ACTIVITIES:
a) Transcribe the portion of the Banele Vakele article that opens with the words containing "While Tembela Wines" and closes with "viable career option.".
b) List every grape variety that the Banele Vakele article mentions.
c) Rewrite the paragraph of the Banele Vakele article that begins "While Tembela Wines" as a brief list that keeps its main facts.

READING PASSAGE:
Faith, hope and belief in a bottle of silver-gold sunshine.
“I named my wine range after my mother, her name was Tembela,” says rising star Banele Vakele. We’re enjoying dinner at The Pot Luck Club with his UK importer, Swig. Vakele has just come back from a trip to London, where he visited prospective buyers and hosted tastings, one at the hallowed ground of 67 Pall Mall, and another as part of an exciting collaboration at the iconic Tate Modern gallery.
Faith, hope and belief
For the A World in Common exhibition at the Tate, Vakele was tasked with the creation of a syrah and chenin, featuring labels by artist Billie Zangewa, which were poured at the opening and consequent tastings. As an artist Zangewa celebrates themes that are close to Vakele’s heart. The Malawian/South African artist handsews silk tapestries depicting scenes of everyday life, from motherhood, the family, the dinner table, and black femininity.
“Tembela means faith, hope and belief,” says Vakele showing the table the wines. The labels are a tribute to his late mother who passed away in 2020 from cancer. Vakele shares how he was actually in the verdelho vineyard when he got the devastating call. On the label two women carry oak barrels on their heads, a traditional isiXhosa custom for transporting goods.
While Tembela Wines (now in its third vintage) features a verdelho and a syrah, for his day job Vakele is also the assistant winemaker for the acclaimed Duncan Savage. Initially wine wasn’t anywhere near his radar. Born in the Eastern Cape, his family relocated to Cape Town while he was still a young boy, setting up home in Khayelitsha. A standout student he earned a scholarship to go to a high school in Constantia. It was here, daydreaming while seeing the vines and the activity around them, that wine suddenly became a viable career option.
Grown in Stellenbosch
Fast-forward to Elsenburg in 2015 where Vakele earned a B.Agric degree. It was also where he was recruited for the prestigious Cape Winemakers Guild Protégé Programme, a three-year internship that sees young talent being mentored by the legends of the industry.
For the Tembela wines, the syrah comes from a vineyard in the Polkadraai Hills (a ward fast-becoming renowned for fine examples of the grape); the verdelho likewise comes from a special Stellenbosch site.

SUPPLIED INFORMATION:
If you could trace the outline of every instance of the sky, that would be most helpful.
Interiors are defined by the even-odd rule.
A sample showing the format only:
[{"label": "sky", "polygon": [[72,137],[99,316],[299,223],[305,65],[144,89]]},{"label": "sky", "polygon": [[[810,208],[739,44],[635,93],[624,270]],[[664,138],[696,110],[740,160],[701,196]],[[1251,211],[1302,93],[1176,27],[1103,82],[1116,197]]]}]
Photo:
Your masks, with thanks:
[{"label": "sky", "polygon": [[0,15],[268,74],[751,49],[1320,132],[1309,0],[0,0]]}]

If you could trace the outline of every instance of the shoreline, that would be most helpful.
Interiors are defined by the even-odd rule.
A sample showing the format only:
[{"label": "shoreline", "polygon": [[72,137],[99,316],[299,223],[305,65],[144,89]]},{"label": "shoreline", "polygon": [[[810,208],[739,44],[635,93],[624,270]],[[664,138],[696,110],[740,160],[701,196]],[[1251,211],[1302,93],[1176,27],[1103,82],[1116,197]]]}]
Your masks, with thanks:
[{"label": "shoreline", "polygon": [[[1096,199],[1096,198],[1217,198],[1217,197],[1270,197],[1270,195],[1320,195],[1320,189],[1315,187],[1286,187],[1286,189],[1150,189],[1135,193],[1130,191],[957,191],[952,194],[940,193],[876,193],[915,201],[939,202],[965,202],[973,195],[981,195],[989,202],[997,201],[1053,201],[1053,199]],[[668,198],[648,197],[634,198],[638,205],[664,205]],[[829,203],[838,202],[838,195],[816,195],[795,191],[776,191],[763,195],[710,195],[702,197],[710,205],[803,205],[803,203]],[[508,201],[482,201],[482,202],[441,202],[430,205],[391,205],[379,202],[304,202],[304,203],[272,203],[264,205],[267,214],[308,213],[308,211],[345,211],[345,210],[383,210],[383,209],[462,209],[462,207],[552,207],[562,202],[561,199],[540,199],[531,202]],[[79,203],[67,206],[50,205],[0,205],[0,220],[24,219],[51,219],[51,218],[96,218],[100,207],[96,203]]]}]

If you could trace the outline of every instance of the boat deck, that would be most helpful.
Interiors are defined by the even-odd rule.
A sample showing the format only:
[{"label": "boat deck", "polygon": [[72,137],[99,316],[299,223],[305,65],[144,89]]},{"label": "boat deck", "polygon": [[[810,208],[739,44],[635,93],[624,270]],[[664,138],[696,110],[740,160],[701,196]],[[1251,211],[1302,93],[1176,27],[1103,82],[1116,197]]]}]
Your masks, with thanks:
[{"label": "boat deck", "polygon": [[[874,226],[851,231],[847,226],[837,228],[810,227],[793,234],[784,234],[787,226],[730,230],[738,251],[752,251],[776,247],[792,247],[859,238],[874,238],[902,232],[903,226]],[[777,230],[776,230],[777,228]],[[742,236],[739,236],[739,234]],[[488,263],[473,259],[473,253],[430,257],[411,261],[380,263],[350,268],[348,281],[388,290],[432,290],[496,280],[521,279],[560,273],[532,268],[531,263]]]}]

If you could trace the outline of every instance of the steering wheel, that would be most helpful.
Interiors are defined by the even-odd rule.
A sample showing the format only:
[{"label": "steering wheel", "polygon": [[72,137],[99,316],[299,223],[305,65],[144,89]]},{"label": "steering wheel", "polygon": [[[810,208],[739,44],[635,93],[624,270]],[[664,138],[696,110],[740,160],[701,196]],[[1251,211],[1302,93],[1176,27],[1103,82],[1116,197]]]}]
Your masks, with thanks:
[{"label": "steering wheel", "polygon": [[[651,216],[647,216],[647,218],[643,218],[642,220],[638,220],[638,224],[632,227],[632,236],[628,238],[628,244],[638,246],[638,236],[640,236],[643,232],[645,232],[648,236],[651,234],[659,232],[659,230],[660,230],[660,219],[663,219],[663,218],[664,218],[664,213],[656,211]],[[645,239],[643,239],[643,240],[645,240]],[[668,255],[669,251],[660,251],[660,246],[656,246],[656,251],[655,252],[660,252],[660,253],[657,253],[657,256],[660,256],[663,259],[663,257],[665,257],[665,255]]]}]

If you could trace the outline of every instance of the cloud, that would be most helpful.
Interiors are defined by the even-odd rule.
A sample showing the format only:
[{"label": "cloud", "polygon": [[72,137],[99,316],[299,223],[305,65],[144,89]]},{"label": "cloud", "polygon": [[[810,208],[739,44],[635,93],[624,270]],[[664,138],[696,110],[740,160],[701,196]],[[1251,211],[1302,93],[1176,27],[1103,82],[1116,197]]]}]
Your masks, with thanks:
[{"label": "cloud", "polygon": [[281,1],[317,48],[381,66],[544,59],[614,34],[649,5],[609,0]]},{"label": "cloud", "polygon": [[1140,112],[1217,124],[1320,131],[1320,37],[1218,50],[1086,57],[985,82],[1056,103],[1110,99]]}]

SOLVED TASKS:
a)
While Tembela Wines (now in its third vintage) features a verdelho and a syrah, for his day job Vakele is also the assistant winemaker for the acclaimed Duncan Savage. Initially wine wasn’t anywhere near his radar. Born in the Eastern Cape, his family relocated to Cape Town while he was still a young boy, setting up home in Khayelitsha. A standout student he earned a scholarship to go to a high school in Constantia. It was here, daydreaming while seeing the vines and the activity around them, that wine suddenly became a viable career option.

b)
syrah
chenin
verdelho

c)
- Tembela Wines is in its third vintage and makes a verdelho and a syrah.
- In his day job, Vakele is assistant winemaker for Duncan Savage.
- Wine was not at first on his radar.
- He was born in the Eastern Cape, and his family moved to Khayelitsha in Cape Town when he was a young boy.
- As a standout student, he won a scholarship to a high school in Constantia.
- There, watching the vines and the activity around them, he came to see wine as a viable career.